Exercise brief —
Repeat the whole listing below, word for word.

Input for this task —
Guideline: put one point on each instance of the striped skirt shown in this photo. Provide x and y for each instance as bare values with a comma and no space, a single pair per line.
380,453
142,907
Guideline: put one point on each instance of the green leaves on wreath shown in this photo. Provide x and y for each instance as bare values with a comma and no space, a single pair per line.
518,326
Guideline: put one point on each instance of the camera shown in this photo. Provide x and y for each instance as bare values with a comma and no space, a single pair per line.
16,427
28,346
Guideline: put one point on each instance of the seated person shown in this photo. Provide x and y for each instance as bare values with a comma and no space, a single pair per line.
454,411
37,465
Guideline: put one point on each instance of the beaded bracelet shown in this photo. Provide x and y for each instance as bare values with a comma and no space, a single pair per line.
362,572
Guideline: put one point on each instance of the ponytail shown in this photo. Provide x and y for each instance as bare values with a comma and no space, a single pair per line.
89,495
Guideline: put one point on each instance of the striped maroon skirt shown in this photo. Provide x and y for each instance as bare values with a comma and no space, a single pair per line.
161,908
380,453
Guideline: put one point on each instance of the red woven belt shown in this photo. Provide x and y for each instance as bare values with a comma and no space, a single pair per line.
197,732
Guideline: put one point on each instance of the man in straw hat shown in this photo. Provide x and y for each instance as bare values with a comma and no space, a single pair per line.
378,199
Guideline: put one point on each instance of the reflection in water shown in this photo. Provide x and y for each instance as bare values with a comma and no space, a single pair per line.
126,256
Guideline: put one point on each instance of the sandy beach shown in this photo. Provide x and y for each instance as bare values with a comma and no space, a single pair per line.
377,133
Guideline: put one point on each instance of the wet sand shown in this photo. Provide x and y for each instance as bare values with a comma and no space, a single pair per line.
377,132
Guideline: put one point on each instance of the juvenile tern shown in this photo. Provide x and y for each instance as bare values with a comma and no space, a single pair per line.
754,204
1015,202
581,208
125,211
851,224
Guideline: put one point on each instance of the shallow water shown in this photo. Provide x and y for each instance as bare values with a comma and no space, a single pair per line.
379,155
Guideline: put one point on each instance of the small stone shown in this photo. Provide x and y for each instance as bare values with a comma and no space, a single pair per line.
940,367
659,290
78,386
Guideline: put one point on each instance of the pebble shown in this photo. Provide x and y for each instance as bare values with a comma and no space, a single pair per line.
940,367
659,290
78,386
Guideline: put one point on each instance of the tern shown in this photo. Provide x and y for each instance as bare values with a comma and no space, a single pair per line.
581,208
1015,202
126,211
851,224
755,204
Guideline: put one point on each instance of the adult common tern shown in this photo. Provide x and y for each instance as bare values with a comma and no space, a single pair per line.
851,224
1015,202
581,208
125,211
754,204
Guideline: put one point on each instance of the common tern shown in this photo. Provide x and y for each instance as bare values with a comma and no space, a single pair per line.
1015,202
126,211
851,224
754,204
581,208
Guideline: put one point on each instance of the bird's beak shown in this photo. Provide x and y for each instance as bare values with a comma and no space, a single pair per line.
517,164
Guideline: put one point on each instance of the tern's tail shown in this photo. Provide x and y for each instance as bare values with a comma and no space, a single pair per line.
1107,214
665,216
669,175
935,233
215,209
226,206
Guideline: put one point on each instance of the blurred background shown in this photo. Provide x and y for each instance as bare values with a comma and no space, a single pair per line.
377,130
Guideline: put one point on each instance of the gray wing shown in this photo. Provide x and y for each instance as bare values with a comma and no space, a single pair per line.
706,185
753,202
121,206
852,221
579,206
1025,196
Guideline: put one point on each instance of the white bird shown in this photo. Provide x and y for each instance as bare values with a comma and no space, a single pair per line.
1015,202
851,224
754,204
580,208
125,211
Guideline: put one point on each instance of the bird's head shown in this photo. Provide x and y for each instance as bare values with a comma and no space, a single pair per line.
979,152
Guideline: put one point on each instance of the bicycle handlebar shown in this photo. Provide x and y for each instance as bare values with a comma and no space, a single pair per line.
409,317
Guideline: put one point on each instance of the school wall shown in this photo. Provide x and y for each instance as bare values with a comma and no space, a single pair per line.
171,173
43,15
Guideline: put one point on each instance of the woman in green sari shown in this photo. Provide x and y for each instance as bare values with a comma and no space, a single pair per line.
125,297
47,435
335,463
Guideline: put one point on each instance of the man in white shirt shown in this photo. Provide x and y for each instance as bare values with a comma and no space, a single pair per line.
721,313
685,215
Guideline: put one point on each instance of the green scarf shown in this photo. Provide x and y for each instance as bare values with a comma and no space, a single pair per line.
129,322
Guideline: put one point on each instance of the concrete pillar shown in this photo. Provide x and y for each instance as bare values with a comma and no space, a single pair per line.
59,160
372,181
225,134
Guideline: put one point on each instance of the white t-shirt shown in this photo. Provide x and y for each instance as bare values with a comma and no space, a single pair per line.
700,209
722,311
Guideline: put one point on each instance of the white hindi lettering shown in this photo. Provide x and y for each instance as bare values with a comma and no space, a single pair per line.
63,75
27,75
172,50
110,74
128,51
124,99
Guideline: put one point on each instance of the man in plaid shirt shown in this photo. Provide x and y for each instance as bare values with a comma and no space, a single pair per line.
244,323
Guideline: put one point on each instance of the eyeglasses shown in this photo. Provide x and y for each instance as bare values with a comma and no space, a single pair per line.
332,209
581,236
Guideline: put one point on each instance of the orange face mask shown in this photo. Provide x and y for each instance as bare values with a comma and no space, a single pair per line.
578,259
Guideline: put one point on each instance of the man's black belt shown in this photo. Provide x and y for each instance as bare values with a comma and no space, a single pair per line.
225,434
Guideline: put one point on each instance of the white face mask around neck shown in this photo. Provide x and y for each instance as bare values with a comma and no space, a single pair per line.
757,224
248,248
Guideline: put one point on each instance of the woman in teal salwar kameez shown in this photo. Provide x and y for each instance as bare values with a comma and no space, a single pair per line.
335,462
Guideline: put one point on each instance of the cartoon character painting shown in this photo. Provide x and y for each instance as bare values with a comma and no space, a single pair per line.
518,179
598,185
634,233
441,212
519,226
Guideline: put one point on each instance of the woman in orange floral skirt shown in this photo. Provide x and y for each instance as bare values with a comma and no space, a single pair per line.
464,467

Response below —
Guideline: put one point on each instance of the striped skirt shown in this photo. Provide x and y for each instance as bare values with a comma and no space, a single pair per line.
380,453
142,907
Guideline: put one point on each instance of the green leaves on wreath shown in this photo. Provide x and y for each instance as bare values with a comma and no space, a single pair per line.
518,326
Guideline: put one point on each instance of the camera shown in this photo. Provide x and y for each instance as bare values with a comma and no space, a single pair per line.
16,427
28,346
Guideline: put one point on each instance of the seated person shown in this photo. Provide x and y for each instance as bare values with a comma and no space, a single pair per line.
454,411
37,465
Guideline: put one point on each instance of the beaded bracelet shown in this photo. Provide x and y for each instance as bare values with a comma and no space, a single pair per line.
362,572
Guideline: put one point on each instance of the ponytail shown in this photo. Provide x and y for each instance as bare values with a comma and no space, a single pair per line.
89,495
Guideline: put one point on each instance of the striped maroon skirt shown in this photo. Provide x and y for each instance as bare values with a comma and no space, a single pair per line.
161,908
380,453
Guideline: put one point on each instance of the red woven belt shown in this photo. Provide x and y for each instance as bare values with a comma and no space, a single pair per line.
197,732
Guideline: put one point on each instance of the man in straw hat shown in this photo. Provide x and y for each instance as bare values with a comma and no space, a single pair per line.
378,199
Guideline: put one point on each instance of the reflection in water shown in this photo. Provide x and y for each instance as bare values with a comma and no space, a single pair per line.
126,256
Guideline: put one point on each instance of the sandy beach shown in this photo. Provide x and y for each instance as bare values with a comma and no space, a single pair per line.
377,133
Guideline: put one point on each instance of the wet sand shown in this photo. Provide x and y for each instance as bare values with a comma and no space, a single pair per line.
377,132
Guideline: put one point on each instance of the juvenile tern shown in this photo. Provide x and y for each instance as bare values with a comma and no space, a single pair per line.
754,204
1015,202
581,208
125,211
851,224
Guideline: put one point on each instance of the shallow water shown in this photo. Provide x and y for each instance as bare values with a comma and no space, a single pair per line.
379,155
Guideline: put one point on each instance of the small stone shown in this photo. Provide x and y for each instance as bare values with a comma and no space, a single pair per line.
940,367
659,290
78,386
Guideline: put one point on each instance of the pebble shown in this photo. Provide x and y for each instance as bare values with a comma and no space, a single pair per line.
940,367
659,290
78,386
Guideline: put one point on each instance of the tern shown in this photo. Provide x and y for each instance as bare values with a comma and no space, a single pair per line.
581,208
1015,202
126,211
851,224
755,204
Guideline: put one point on each instance of the adult common tern shown in this photo. Provide x and y for each instance as bare values with a comma and no space, a single pair per line.
851,224
1015,202
581,208
125,211
754,204
Guideline: put one point on each instance of the common tern shown in this photo. Provide x and y for each instance as bare values with a comma and no space, a single pair per line.
1015,202
126,211
851,224
754,204
581,208
Guideline: put one point on each instance of the bird's beak shown in this photo. Provide x and y for each instance as bare values with a comma and no space, a single pair per line.
517,164
Guideline: put one point on each instance of the tern's tail shown in this photo. Provide x and y for each instance as bare values with a comma and no space, a single pair per line.
1107,214
665,216
669,175
935,233
215,209
226,206
Guideline: put one point on each instance of the blurred background shown in this photo. Provide x and y for each instance as bare values with a comma and no space, a single pair per line.
377,130
Guideline: put one point on each instance of the gray wing shown in this photo. Provide x and y for each instance as bare values with a comma and no space, a single pair per line.
706,185
753,202
121,206
852,221
579,206
1025,196
Guideline: put one point on each instance of the white bird shown in this photo. Provide x and y for each instance as bare values with a comma and no space, a single pair per line.
1015,202
851,224
754,204
580,208
125,211
Guideline: put one point on each instance of the bird's head shown in this photo. Provide x and y for each instance as bare values with a comma and no space, a single pair per line.
979,152
Guideline: put one point on each instance of the bicycle handlebar shown in this photo. Provide x and y for each instance as bare values with a comma and no space, a single pair per line.
409,317
Guideline: put one point on each instance of the school wall shown in this photo. Provide x and y for each instance as bare values with a comma and no space, a single pair per line.
171,173
43,15
Guideline: put one point on each instance of the woman in green sari shown in this photo. Provide x and y for each instance as bare values with a comma and no space, a single pair per line.
125,297
47,435
335,463
Guideline: put one point on each instance of the man in white shirt shown in this photo. Provide x and y for each instance as bare values with a comma and no space, a single pair per line.
721,313
685,215
Guideline: put one point on each instance of the green scarf shown in this photo. Provide x and y for each instance as bare values with a comma and no space, a single pair per line.
129,322
Guideline: put one point on each instance of the concrete pillar shown in this photo. Provide x and y for each instance as bare values with a comma and no space, a single pair per line.
59,160
372,181
225,134
Guideline: put one point on each instance of the white t-shirt shown in this photo. Provide x and y for each instance as bare values with a comma and no space, a single pair per line.
700,209
722,311
Guideline: put one point on each instance of the white hindi lettering shown in this photo. Provide x and y for each instance as bare values with a comma and no space, a single pair per line.
63,75
27,75
172,50
110,74
128,51
124,99
Guideline: put one point on each instance of the man in plaid shirt shown in this photo. Provide x and y for each instance as bare values with a comma and no space, a single pair per line.
244,323
Guideline: put one point on each instance of the eyeglasses shown in this photo. Provide x and y for each instance as bare values with a comma and no space, a single pair per line.
332,209
581,236
Guideline: put one point on each instance of the orange face mask shown in this photo. Provide x and y for each instance as bare values with a comma and no space, a single pair per line.
578,259
Guideline: put one point on each instance of the man's black belt shown in this photo. Provide x and y for each instance as bare values with a comma and no space, a single pair per line.
225,434
Guideline: put one point on each instance of the white face mask around neck shown in this photo. Provide x and y for each instance as bare values with a comma and no space, a single pair per line.
757,224
248,248
Guideline: put one point on each instance of the woman in teal salwar kameez shown in this photo. Provide x and y for each instance as bare values with a comma and no space, a single pair per line.
335,462
Guideline: put one point on each instance of the cartoon character painting shown in this photo. Provide x and y for each instance as bare values with a comma and no space, a single pair per line.
518,179
598,185
634,233
441,212
519,226
Guideline: put one point on each instance of the woman in orange floral skirt shown in this photo. Provide x and y for each instance as bare values with a comma and no space, a single pair per line.
464,467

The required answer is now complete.